Copy every line from the data below in which the string "patch" can be found.

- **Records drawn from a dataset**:
= Beginning of Section =

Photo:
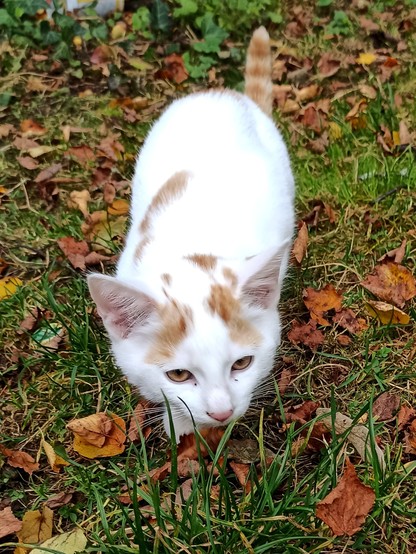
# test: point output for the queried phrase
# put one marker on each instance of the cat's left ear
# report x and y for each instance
(262, 277)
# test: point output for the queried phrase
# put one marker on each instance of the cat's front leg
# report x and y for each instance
(181, 424)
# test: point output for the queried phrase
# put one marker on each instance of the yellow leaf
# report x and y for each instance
(386, 313)
(119, 207)
(335, 131)
(8, 286)
(366, 58)
(36, 527)
(66, 543)
(55, 461)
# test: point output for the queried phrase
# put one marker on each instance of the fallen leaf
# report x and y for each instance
(321, 301)
(89, 435)
(75, 251)
(119, 207)
(242, 472)
(387, 314)
(8, 286)
(27, 162)
(55, 461)
(392, 283)
(36, 527)
(346, 507)
(66, 543)
(366, 58)
(17, 458)
(358, 436)
(40, 150)
(347, 319)
(410, 438)
(8, 522)
(300, 245)
(386, 406)
(396, 255)
(59, 499)
(94, 429)
(306, 333)
(30, 128)
(79, 200)
(48, 173)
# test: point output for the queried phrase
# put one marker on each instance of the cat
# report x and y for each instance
(192, 310)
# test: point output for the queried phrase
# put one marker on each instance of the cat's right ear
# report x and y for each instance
(121, 307)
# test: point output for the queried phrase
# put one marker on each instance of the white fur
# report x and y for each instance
(237, 204)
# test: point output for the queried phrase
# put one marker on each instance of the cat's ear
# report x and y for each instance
(121, 307)
(262, 277)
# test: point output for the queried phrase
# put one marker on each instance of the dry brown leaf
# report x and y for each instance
(306, 333)
(17, 458)
(345, 508)
(36, 527)
(300, 245)
(321, 301)
(387, 314)
(30, 128)
(392, 283)
(55, 461)
(27, 162)
(347, 319)
(75, 251)
(8, 522)
(48, 173)
(87, 437)
(94, 429)
(242, 472)
(386, 406)
(119, 207)
(79, 200)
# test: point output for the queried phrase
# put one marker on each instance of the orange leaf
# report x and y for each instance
(392, 283)
(320, 301)
(98, 435)
(345, 508)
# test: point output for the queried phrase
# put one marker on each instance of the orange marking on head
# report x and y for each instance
(204, 261)
(171, 190)
(222, 302)
(175, 320)
(231, 277)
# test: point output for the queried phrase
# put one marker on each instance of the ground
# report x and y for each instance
(77, 98)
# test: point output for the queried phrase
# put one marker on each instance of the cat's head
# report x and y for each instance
(204, 341)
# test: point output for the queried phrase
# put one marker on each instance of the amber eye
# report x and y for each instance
(179, 375)
(242, 363)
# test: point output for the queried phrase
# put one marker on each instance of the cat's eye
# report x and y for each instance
(242, 363)
(179, 375)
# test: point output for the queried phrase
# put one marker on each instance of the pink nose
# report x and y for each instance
(221, 416)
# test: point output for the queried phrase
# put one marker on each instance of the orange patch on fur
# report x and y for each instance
(171, 190)
(175, 322)
(204, 261)
(231, 277)
(222, 302)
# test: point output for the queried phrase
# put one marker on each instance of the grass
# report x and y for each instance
(373, 195)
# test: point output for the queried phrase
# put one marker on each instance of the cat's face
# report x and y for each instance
(210, 373)
(204, 345)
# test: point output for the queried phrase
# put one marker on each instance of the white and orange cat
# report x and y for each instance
(192, 311)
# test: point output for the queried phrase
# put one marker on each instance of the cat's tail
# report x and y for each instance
(258, 74)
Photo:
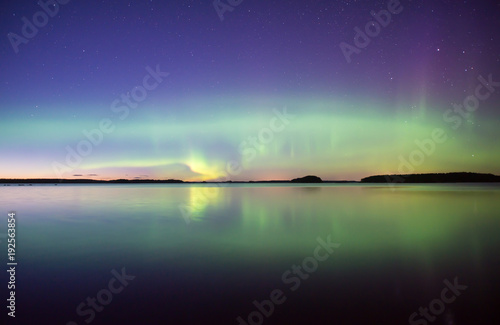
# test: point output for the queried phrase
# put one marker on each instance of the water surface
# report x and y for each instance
(203, 254)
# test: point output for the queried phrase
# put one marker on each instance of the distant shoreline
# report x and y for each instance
(462, 177)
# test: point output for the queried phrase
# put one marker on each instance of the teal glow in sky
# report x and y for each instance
(159, 90)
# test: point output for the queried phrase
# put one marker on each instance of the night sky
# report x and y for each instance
(250, 90)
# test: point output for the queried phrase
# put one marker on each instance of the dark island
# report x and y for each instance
(462, 177)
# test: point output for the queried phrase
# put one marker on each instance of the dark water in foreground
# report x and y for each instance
(391, 251)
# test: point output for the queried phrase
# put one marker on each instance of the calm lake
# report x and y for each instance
(254, 254)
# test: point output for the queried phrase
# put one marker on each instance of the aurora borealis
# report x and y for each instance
(225, 89)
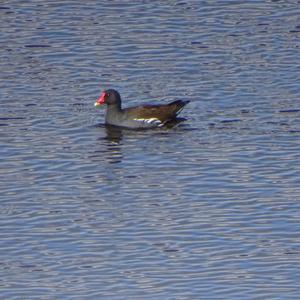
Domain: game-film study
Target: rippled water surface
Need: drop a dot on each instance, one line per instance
(206, 210)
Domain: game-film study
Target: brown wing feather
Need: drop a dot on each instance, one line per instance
(162, 112)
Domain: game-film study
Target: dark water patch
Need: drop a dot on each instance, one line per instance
(37, 46)
(288, 111)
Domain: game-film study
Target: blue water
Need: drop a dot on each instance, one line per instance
(206, 210)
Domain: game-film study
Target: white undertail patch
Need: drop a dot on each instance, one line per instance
(150, 121)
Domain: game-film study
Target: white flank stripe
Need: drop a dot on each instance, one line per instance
(149, 121)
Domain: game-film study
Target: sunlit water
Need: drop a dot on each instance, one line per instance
(207, 210)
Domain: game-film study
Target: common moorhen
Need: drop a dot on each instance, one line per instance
(145, 116)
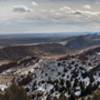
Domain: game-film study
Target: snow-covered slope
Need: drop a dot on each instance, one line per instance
(52, 78)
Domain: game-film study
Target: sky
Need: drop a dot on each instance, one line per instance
(38, 16)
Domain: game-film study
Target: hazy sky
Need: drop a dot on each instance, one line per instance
(33, 16)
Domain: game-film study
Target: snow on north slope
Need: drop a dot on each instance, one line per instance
(54, 78)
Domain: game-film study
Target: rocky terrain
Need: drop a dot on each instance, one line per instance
(68, 77)
(68, 69)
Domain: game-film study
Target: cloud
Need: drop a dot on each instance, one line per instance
(21, 9)
(87, 7)
(35, 3)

= End of Section =

- **WRITTEN RESPONSE**:
# put one marker on each instance of the orange patch on fur
Target: dark water patch
Target: white undertail patch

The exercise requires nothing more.